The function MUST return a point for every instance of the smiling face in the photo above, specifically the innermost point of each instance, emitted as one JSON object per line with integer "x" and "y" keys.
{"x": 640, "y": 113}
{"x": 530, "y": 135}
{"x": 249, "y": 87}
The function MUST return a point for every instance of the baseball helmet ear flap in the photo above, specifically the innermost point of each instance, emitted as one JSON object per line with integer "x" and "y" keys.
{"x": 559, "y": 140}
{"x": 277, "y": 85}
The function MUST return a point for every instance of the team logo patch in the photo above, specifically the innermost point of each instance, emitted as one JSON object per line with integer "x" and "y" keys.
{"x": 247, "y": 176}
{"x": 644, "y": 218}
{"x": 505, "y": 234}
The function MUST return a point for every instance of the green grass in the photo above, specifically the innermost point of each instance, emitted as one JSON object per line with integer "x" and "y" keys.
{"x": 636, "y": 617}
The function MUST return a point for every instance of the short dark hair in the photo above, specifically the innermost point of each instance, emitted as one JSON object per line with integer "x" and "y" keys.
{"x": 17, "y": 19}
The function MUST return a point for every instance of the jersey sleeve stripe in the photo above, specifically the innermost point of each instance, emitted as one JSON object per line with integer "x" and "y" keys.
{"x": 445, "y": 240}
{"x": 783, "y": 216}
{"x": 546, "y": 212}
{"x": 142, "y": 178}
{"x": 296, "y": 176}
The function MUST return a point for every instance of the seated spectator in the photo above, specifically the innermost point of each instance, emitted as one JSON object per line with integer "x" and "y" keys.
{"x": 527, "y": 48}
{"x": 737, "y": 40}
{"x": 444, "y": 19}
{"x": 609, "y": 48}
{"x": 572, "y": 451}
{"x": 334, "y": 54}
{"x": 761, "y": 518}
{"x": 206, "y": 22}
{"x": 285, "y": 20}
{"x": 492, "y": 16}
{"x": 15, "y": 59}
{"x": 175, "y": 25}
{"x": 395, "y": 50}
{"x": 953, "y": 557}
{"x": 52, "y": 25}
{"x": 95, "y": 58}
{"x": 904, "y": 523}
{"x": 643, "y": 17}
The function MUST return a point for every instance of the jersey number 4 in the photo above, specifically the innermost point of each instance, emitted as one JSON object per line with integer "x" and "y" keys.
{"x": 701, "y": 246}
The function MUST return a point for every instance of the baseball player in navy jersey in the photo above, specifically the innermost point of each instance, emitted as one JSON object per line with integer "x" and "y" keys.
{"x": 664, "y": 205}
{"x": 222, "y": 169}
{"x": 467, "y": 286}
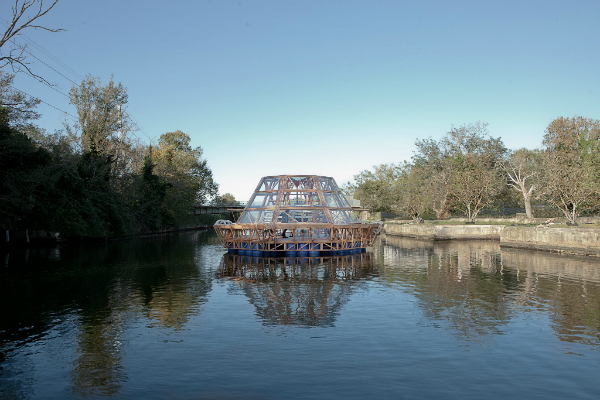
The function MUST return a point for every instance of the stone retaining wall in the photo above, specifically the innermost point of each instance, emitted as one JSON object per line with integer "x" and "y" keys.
{"x": 579, "y": 241}
{"x": 560, "y": 240}
{"x": 446, "y": 232}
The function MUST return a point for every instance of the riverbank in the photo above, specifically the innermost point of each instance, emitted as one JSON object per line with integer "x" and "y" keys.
{"x": 562, "y": 240}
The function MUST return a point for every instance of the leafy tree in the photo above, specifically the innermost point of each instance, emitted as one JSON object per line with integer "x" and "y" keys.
{"x": 415, "y": 192}
{"x": 475, "y": 160}
{"x": 100, "y": 113}
{"x": 572, "y": 163}
{"x": 461, "y": 169}
{"x": 379, "y": 190}
{"x": 20, "y": 108}
{"x": 189, "y": 176}
{"x": 20, "y": 178}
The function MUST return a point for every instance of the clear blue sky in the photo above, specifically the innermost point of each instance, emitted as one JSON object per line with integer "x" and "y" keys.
{"x": 325, "y": 87}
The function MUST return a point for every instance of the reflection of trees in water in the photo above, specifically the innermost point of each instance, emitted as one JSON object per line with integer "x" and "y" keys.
{"x": 458, "y": 282}
{"x": 294, "y": 291}
{"x": 102, "y": 287}
{"x": 569, "y": 286}
{"x": 477, "y": 288}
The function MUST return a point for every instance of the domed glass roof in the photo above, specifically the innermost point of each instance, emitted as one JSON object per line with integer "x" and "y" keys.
{"x": 298, "y": 199}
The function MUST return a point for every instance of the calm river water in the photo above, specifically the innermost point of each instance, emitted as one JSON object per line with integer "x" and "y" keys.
{"x": 174, "y": 317}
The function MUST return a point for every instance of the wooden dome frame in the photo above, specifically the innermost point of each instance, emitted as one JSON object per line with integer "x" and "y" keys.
{"x": 304, "y": 215}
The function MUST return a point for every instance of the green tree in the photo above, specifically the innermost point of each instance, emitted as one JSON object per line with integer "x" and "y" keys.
{"x": 100, "y": 114}
{"x": 461, "y": 169}
{"x": 572, "y": 164}
{"x": 379, "y": 190}
{"x": 21, "y": 163}
{"x": 188, "y": 174}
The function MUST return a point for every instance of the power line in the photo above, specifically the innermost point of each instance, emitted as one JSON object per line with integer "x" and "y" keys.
{"x": 47, "y": 53}
{"x": 70, "y": 80}
{"x": 50, "y": 86}
{"x": 138, "y": 125}
{"x": 48, "y": 104}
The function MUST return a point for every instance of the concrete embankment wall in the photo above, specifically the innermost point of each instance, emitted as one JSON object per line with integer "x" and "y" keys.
{"x": 579, "y": 241}
{"x": 446, "y": 232}
{"x": 560, "y": 240}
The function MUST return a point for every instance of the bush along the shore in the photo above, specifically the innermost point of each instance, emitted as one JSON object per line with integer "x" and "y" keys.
{"x": 95, "y": 178}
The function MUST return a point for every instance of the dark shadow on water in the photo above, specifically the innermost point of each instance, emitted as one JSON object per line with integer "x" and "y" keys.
{"x": 87, "y": 293}
{"x": 475, "y": 289}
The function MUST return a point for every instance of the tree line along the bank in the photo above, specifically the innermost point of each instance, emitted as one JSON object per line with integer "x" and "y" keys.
{"x": 468, "y": 170}
{"x": 95, "y": 177}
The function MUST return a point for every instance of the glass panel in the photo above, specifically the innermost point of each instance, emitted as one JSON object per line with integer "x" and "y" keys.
{"x": 292, "y": 216}
{"x": 328, "y": 184}
{"x": 335, "y": 200}
{"x": 265, "y": 217}
{"x": 343, "y": 217}
{"x": 256, "y": 217}
{"x": 300, "y": 182}
{"x": 258, "y": 200}
{"x": 269, "y": 184}
{"x": 300, "y": 199}
{"x": 248, "y": 217}
{"x": 262, "y": 200}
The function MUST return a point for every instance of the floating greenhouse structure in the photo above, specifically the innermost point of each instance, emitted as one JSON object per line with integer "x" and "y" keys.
{"x": 297, "y": 215}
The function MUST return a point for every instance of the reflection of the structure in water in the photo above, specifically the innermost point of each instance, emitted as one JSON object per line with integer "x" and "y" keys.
{"x": 307, "y": 292}
{"x": 478, "y": 287}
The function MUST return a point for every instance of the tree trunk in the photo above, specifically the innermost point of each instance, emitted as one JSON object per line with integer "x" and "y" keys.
{"x": 442, "y": 212}
{"x": 527, "y": 200}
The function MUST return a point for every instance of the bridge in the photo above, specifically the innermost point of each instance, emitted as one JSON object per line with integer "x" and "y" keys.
{"x": 238, "y": 206}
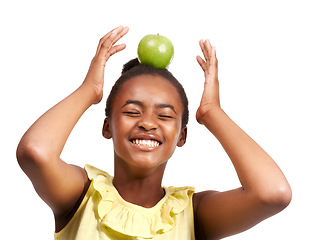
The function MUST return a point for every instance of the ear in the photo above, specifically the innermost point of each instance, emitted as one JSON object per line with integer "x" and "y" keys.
{"x": 106, "y": 130}
{"x": 182, "y": 138}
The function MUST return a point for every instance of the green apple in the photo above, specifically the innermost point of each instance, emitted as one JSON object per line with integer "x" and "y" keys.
{"x": 155, "y": 50}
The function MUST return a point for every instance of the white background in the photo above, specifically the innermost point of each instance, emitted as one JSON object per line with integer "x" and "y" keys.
{"x": 271, "y": 70}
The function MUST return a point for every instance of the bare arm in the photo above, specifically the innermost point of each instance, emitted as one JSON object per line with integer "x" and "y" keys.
{"x": 59, "y": 184}
{"x": 265, "y": 190}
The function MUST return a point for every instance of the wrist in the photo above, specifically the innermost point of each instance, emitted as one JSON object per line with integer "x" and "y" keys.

- Directive
All lines from the one containing "the green apple" through the final line of the listing above are to be reproduced exactly; include both and add nothing.

- Result of this exercise
The function MUST return a point for every instance of the green apple in the photo above, specifically the innermost point of each instance, emitted as one JSON object per line with integer "x" and "y" keys.
{"x": 155, "y": 50}
The function MUST return a point for every instance of the white background in the photo above, specifically the innermost point of each instance, emitted as one JSON object per line with integer "x" and "y" keys.
{"x": 271, "y": 70}
The function MUST return a point for every instance of the bare arm in the photo above, specifically the innermost point of each instance, emitted as one JSON object per line with integer "x" and "y" keys.
{"x": 59, "y": 184}
{"x": 265, "y": 190}
The function MUST return a point for every instance of the wrist in the photo above, specifically the innermost point of each instance, emitted as one JSON object per line with integer "x" and "y" keys.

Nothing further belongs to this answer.